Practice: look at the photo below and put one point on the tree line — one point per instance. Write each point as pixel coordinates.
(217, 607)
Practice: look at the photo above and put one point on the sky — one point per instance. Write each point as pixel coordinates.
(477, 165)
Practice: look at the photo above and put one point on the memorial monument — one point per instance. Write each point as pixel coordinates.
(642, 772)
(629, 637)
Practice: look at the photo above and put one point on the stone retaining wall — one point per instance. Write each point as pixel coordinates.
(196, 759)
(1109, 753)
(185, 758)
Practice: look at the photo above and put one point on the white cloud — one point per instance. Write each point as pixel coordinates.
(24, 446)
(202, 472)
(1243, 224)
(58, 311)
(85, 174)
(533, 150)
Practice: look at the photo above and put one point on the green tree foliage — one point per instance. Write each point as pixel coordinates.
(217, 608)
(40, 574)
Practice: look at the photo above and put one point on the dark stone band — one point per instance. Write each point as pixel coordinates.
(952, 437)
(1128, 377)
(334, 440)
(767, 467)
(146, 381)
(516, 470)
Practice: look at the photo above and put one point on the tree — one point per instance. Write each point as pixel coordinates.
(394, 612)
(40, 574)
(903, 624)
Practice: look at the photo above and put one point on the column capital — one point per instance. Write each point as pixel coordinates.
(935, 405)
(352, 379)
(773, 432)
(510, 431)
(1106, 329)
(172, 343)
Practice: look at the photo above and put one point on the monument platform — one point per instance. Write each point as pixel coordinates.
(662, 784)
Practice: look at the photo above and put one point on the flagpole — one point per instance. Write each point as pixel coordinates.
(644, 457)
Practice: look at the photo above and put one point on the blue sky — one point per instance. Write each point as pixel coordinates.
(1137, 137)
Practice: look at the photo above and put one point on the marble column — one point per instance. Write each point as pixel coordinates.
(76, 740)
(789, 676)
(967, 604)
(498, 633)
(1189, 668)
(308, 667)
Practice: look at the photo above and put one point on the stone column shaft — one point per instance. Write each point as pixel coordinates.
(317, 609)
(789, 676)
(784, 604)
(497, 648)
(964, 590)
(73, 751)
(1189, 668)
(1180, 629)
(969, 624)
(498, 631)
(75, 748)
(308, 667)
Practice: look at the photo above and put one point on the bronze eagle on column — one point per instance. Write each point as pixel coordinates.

__________________________________________________

Exercise instructions:
Produce a faithful copy of all the material above.

Solution:
Practice: look at the photo below and put one point on the tree line — one point per instance. Write each point as pixel coordinates.
(217, 607)
Practice: look at the photo above and put one point on the sky — one point per instance. Write each point as pixel coordinates.
(477, 165)
Practice: look at the photo above and put one point on the memorial monument — one point per instance. Write each point as pixel coordinates.
(642, 772)
(629, 637)
Practice: look at the photo above and put one point on the stone retaining wall — one point per instance. Write each point as pixel coordinates.
(196, 759)
(1109, 753)
(185, 758)
Practice: look at the photo above and put one point on the white cloud — one point per instance. Write each point as pixel coordinates.
(24, 446)
(202, 472)
(1243, 224)
(58, 311)
(85, 174)
(533, 150)
Practice: look at the photo above and put one point on the green tree foliage — one point per instance. Write each point as pixel coordinates.
(217, 608)
(40, 574)
Practice: look at the photo above and put one point on the dark stone band — one point per instance. Write each point as pixel coordinates.
(952, 437)
(1128, 377)
(334, 440)
(767, 467)
(146, 381)
(516, 470)
Practice: look at the photo above and put one point on the tree — one point per instance. Write each point as pixel coordinates.
(394, 612)
(40, 574)
(903, 624)
Practice: look at the photo above and put one point on the column capital — one point per instance. Write each point as pixel coordinates.
(935, 405)
(352, 379)
(773, 432)
(510, 431)
(1106, 329)
(172, 343)
Practice: look at the photo above and put one point on the monument platform — one point per instance. Write each point as pixel coordinates.
(662, 784)
Practice: look at the photo above and put one point on the flagpole — one point per instance. Write each point as pixel coordinates.
(644, 457)
Practice: look at the photo above and put one point on the blue sky — one point per instance. Write each point as pixel coordinates.
(1137, 137)
Practice: look at the photo above and put one point on the marble column — one point per instance. Write each point as pixel coordinates.
(76, 740)
(789, 676)
(967, 604)
(498, 633)
(1189, 668)
(308, 667)
Practice: look at the photo above and put one point on the stone column shaft — one point per instance. Write each point as pixel coordinates.
(317, 609)
(789, 676)
(784, 604)
(497, 648)
(964, 590)
(73, 751)
(1189, 668)
(1180, 629)
(969, 624)
(498, 631)
(75, 748)
(308, 667)
Practice: look at the photo above and put one point on the bronze eagle on column — one point per instance. Write each point as pixel coordinates.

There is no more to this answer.